The registered owners of a majority in aggregate principal amount of the Junior Subordinated Indenture Securities of all series then outstanding may waive compliance by NEE Capital or NEE with certain restrictive provisions of the Junior Subordinated Indenture. (Junior Subordinated Indenture, Section 607). The registered owners of a majority in principal amount of the outstanding Junior Subordinated Indenture Securities of any series may waive any past default under the Junior Subordinated Indenture with respect to that series, except a default in the payment of principal, premium, if any, or interest and a default with respect to certain restrictive covenants or provisions of the Junior Subordinated Indenture that cannot be modified or amended without the consent of the registered owner of each outstanding Junior Subordinated Indenture Security of that series affected. (Junior Subordinated Indenture, Section 813).
-*-
Task to carry out
According to the indenture excerpt, which section of the Junior Subordinated Indenture allows the registered owners of a series to waive a past default?

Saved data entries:
-*-
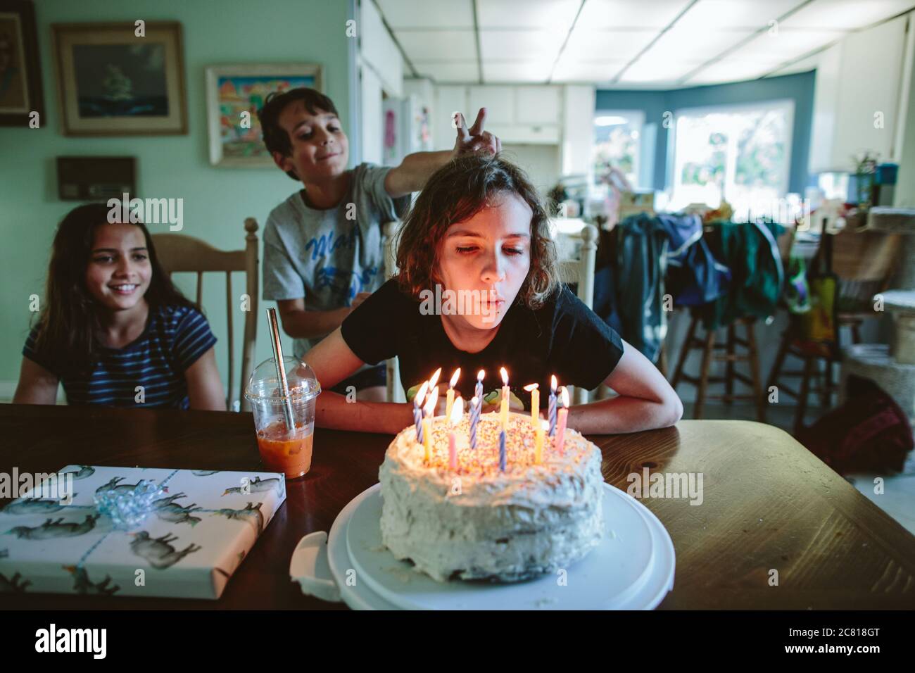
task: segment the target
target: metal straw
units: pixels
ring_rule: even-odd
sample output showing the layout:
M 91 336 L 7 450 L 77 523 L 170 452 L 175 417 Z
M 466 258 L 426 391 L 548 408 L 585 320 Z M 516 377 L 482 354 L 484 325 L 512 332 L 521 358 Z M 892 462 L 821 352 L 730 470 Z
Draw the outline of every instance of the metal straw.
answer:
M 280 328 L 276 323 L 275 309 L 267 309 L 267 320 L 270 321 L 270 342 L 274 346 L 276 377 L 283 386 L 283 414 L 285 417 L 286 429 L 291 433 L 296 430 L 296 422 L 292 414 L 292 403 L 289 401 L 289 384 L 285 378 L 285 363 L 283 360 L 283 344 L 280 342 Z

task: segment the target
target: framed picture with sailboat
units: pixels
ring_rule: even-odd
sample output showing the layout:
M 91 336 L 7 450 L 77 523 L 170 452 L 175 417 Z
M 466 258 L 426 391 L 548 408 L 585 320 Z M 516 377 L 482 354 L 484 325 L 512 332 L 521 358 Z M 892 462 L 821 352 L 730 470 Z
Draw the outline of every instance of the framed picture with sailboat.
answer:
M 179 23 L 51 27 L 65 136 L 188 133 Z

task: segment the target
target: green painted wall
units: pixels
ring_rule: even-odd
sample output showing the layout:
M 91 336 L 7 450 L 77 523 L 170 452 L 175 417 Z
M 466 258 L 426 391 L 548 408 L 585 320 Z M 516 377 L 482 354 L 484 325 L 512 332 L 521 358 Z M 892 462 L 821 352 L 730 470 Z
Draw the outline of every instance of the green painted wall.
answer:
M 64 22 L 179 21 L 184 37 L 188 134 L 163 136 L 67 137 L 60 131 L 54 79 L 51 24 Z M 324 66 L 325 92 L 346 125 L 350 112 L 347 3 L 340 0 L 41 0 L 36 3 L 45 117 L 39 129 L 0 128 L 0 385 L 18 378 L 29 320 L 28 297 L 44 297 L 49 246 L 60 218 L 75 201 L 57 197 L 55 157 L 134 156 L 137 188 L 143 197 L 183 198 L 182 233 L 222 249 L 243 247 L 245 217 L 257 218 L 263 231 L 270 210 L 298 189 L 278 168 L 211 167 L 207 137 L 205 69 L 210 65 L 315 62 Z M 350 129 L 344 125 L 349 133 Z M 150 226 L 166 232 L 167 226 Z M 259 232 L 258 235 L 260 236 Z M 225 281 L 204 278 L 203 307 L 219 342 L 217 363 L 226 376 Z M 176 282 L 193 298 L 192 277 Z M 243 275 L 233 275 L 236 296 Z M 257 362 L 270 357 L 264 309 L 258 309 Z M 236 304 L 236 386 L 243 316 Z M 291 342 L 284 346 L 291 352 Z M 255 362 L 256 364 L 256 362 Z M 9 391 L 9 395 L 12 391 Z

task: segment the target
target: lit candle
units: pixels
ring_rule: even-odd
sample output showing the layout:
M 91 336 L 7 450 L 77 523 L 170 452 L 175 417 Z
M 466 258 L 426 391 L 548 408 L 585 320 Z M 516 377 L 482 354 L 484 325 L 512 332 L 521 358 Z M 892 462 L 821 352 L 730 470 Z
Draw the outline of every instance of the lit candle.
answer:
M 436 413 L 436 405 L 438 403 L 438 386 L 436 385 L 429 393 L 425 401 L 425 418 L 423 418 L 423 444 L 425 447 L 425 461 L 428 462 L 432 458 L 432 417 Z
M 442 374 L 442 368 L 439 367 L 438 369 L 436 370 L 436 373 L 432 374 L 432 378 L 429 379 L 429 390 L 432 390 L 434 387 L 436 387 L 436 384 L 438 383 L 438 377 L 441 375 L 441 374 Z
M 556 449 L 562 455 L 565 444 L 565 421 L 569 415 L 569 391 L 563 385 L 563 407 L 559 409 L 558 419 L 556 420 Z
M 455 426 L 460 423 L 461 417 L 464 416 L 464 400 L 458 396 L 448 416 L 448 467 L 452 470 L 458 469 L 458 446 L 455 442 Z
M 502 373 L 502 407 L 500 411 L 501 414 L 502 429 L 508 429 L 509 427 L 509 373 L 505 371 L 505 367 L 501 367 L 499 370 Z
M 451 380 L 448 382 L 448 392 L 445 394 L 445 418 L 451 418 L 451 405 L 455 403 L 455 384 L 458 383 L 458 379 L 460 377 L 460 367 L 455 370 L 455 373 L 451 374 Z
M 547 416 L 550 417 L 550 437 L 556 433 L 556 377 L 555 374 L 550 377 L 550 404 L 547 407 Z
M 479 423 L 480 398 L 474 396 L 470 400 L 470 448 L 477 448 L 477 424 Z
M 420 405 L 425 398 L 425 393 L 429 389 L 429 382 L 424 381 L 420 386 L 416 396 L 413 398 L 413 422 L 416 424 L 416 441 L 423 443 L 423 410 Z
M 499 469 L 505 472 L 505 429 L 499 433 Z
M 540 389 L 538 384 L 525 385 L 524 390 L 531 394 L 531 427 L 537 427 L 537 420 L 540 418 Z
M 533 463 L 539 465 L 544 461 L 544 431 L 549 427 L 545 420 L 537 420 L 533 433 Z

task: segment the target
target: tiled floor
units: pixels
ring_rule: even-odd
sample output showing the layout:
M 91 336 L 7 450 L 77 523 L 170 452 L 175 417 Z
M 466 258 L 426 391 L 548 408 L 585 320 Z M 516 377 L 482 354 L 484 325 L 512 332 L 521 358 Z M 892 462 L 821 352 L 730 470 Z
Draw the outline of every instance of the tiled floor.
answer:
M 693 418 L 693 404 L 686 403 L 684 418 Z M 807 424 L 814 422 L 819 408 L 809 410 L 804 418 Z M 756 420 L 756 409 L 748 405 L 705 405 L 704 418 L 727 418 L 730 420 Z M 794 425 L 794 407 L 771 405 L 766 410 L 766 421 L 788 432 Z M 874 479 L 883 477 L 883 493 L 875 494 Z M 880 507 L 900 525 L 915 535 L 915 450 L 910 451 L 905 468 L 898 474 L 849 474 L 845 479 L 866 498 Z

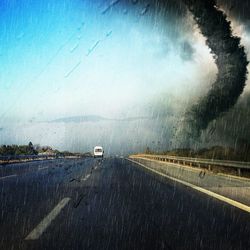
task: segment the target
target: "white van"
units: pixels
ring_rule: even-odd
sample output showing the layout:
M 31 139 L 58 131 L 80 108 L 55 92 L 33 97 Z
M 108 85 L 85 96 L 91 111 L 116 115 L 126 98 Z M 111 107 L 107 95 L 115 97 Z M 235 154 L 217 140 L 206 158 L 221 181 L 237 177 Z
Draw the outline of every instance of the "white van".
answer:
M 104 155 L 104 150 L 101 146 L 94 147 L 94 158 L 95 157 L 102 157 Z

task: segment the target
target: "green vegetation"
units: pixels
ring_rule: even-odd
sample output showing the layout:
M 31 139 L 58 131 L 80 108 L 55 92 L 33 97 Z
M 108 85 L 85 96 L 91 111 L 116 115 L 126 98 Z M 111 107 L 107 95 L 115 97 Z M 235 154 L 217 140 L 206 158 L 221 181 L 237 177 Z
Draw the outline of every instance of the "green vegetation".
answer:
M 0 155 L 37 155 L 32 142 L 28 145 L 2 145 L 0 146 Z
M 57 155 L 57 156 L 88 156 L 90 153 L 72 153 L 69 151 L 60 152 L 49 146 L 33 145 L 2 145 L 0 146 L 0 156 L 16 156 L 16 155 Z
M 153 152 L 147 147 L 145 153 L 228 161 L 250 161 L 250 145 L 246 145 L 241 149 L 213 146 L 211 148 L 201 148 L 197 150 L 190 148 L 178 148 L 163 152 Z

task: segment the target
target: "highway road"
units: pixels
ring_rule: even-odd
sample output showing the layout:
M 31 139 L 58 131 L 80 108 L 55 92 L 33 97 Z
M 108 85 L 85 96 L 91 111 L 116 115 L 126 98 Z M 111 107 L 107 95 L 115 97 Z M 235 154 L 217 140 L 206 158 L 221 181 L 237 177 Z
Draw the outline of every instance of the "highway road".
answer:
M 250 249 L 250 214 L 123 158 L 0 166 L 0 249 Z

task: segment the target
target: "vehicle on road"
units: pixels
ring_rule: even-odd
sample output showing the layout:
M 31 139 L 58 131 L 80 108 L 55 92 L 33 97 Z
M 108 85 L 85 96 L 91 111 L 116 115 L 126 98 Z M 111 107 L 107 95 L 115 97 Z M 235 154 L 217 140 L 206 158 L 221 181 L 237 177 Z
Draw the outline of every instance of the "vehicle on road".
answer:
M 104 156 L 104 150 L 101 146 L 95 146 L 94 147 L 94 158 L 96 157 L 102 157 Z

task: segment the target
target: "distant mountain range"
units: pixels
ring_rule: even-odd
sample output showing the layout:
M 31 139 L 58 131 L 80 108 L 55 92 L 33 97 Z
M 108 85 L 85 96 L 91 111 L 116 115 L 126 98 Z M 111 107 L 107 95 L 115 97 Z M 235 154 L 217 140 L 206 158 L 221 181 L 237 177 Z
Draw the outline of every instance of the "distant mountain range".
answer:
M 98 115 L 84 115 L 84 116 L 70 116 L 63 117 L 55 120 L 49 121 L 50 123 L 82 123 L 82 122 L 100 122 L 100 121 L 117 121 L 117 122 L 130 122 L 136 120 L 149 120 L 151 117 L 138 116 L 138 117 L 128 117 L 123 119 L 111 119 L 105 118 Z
-*-
Solved exercise
Section 813